═══ Supplied passage ═══
An incident team has been set up to deal with the threat of coronavirus in Scotland after it was confirmed five people are being tested for the virus.
The Scottish government said the tests were a precaution and experts would be monitoring the situation daily.
Globally there are more than 800 confirmed cases of the virus which has killed 26 people in China.
BBC Scotland understands that one of the patients is a Chinese student who is being treated in Edinburgh.
He is believed to have first been in the Edinburgh Royal Infirmary before being transferred to the Western, where the Regional Infectious Diseases Unit is located.
The man is thought to have become unwell after visiting family in Wuhan, the suspected source of the outbreak.
It is not known where the other patients are being treated.
Downing Street said four of them were believed to be Chinese nationals.
The Scottish government said two of those being tested had already been diagnosed with flu. Three others were being tested on a precautionary basis.
There are currently no confirmed case of coronavirus in the UK and the risk to the Scottish public remains low, a government spokesman added.
All those being tested in Scotland have respiratory symptoms and have been in the Chinese city of Wuhan, thought to be the source of the outbreak, in the last 14 days.
They are among 14 people in the UK who have been tested, according to Public Health England. Five have tested negative and nine are waiting for results.
Samples are being sent in category A transport to a laboratory in London for urgent testing.
The Scottish government said it would provide updates of any confirmed cases of coronavirus, but it would not provide a “running update” on cases being considered on a precautionary basis.
A spokesman added: “We are co-orientating with Health Protection Scotland a daily incident management team to continue to monitor the situation as it develops, including on the number of any potential cases going forward.”
Prof Juergen Haas, Edinburgh University’s head of infection medicine said it was “very likely” that cases would be confirmed in the UK.
“In any European countries there is a danger that these cases occur,” he said. “Here at the University of Edinburgh we have more than 2,000 students from China and they are always coming and going back to China so we are relatively sure we will have cases in the UK from travellers coming back from China.”
He warned that the spread of the virus might increase as more people travelled around for Chinese New Year, within China and to other countries.
Any suspected cases have to be isolated and staff dealing with them must wear protective clothes including gloves, masks and goggles.
Elderly people and those with underlying health conditions are particularly at risk.
═══ Dataset excerpt ═══
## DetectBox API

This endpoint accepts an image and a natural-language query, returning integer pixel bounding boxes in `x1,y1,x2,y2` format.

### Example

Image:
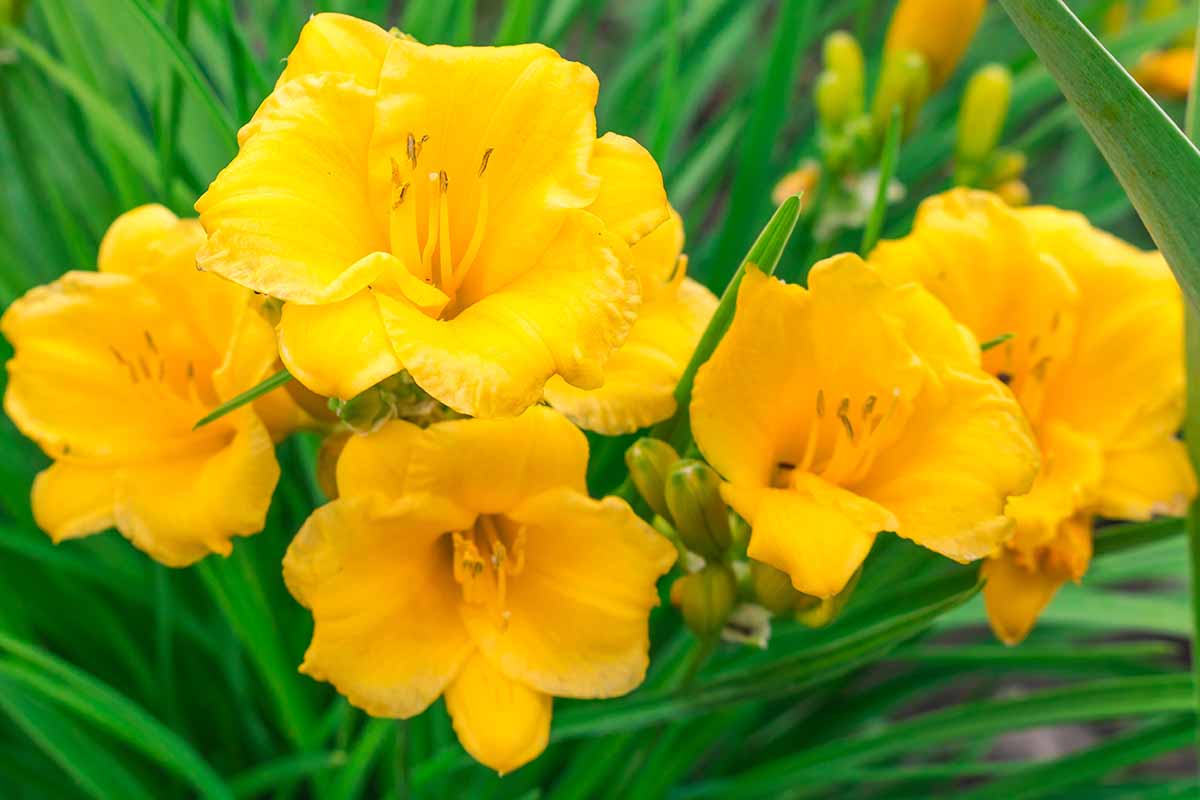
═══
What is being asked |
Can you reproduce, word for word, the stretch of the coronavirus article above that begins with "The man is thought" and ends with "be Chinese nationals."?

Answer space |
The man is thought to have become unwell after visiting family in Wuhan, the suspected source of the outbreak.
It is not known where the other patients are being treated.
Downing Street said four of them were believed to be Chinese nationals.